Extract to read:
....
Developing MRI Contrast
The objectives of this project are to use protein engineering/design to develop MRI contrast reagents with significantly improved contrast capability and targeted imaging capability for the diagnosis and treatment of cancers and other diseases.
Developing Calcium and Proteinase Sensors
The goal of this project is to develop fluorescent sensors for monitoring calcium signaling and proteinase activity in subcellular compartments both in vivo and in vitro. More importantly, a novel class of calcium sensors without using natural trigger calcium binding proteins and FRET pairs has been created for cell imaging high calcium concentrations. In addition, we have created sensors for several classes of proteinases, such as trypsin, chymotrypsin, thrombin and caspases, for real-time imaging of enzymatic activity in live cells and disease tissues.
These developed probes will have wide applicability in studies of human diseases including various cardiomyopathies, Alzheimer's Disease, cancer, and lens cataract formation that are known to be associated with altered Ca(II) signaling and protease activation/inhibition.
G Protein Coupled Receptors
Ca(II) -sensing receptor (CaSR) represent a class of receptors that respond to changes in the extracellular Ca(II) concentration [Ca(II) ] o and activate multiple signaling pathways. Nearly one hundred mutations and polymorphisms have been identified in the CaSR that result in reduced or enhanced sensitivity to [Ca(II) ] o as observed in familial hypocalciuric hypercalcemia (FHH) and neonatal severe hyperparathyroidism (NSHPT), on the one hand, and autosomal dominant hypoparathyroidism (ADH), on the other.We are investigating the mechanism of extracellular calcium signaling by calcium sensing receptors in collaboration with Dr. Ed Brown at the Brigham and women's hospital
Integrating Intracellular and Extracellular Calcium Signaling
Calmodulin has been found to interact with more than 300 proteins including phophodiesterase, myosin light chain kinase, CaM kinase, calcineurin, nitric oxide synthase, and p68 RNA helicase. In the past few years, it has been reported to associate with channels, pumps, and gap junction. CaM is believed to be instrumental in proper brain function via interacting with diverse calcium-dependent calmodulin binding proteins. We are currently investigating the Calmodulin-mediated regulation of gap junctions in lens cells (in collaboration with Dr. Charles Louis' group, UC riverside), and of the cardiac ryanodine receptor Ca(II) release channel (in collaboration with Dr. Edward Balog, Georgia Tech).
Calciomics is a specialized area of biochemistry focusing on the study of calcium-binding biological macromolecules and proteins to understand the factors that contribute to calcium-binding affinity and the selectivity of proteins and calcium-dependent conformational change. The objective of this research is to develop bioinformatics methods to predict and identify different classes of calcium binding sites in proteins.
In collaboration with Dr. GT Chen in the Georgia State University Department of Mathematics and Statistics, algorithms for predicting calcium binding sites based on structural and genomic information have been established using geometric, graphing, and statistical algorithms along with a web sever containing up-to-date sequence, structure and literature information about calcium and its binding proteins in chemical, biological, and biomineralization. The Calcium Bank also provides putative calcium binding sites predicted in different genomes.
....
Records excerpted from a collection

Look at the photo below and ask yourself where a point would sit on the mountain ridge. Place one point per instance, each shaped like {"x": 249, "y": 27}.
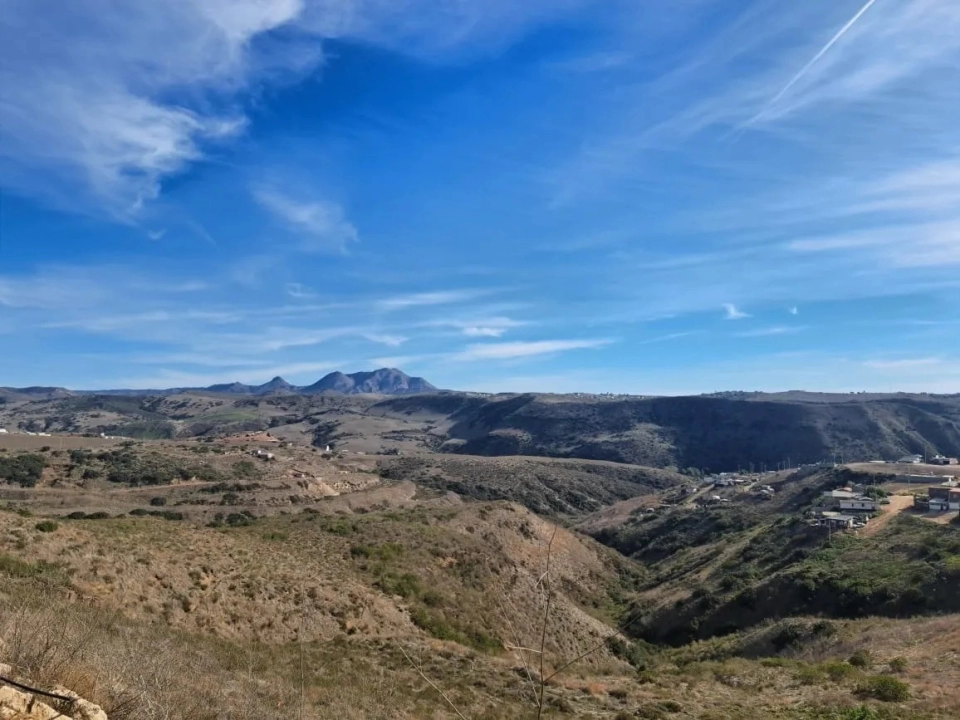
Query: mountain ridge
{"x": 383, "y": 381}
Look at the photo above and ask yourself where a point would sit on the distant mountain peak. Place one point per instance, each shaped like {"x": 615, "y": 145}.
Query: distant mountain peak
{"x": 385, "y": 381}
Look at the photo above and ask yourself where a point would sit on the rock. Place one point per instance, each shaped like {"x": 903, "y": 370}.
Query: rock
{"x": 81, "y": 709}
{"x": 17, "y": 705}
{"x": 20, "y": 705}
....
The task:
Answer these questions from the research summary above:
1. Which proteinases are named as targets of the sensors that were created?
2. Who is the collaborator on the study of extracellular calcium signaling by calcium sensing receptors, and at which hospital?
3. With how many proteins has calmodulin been found to interact?

Output below:
1. Trypsin, chymotrypsin, thrombin and caspases.
2. Dr. Ed Brown, at the Brigham and Women's hospital.
3. More than 300.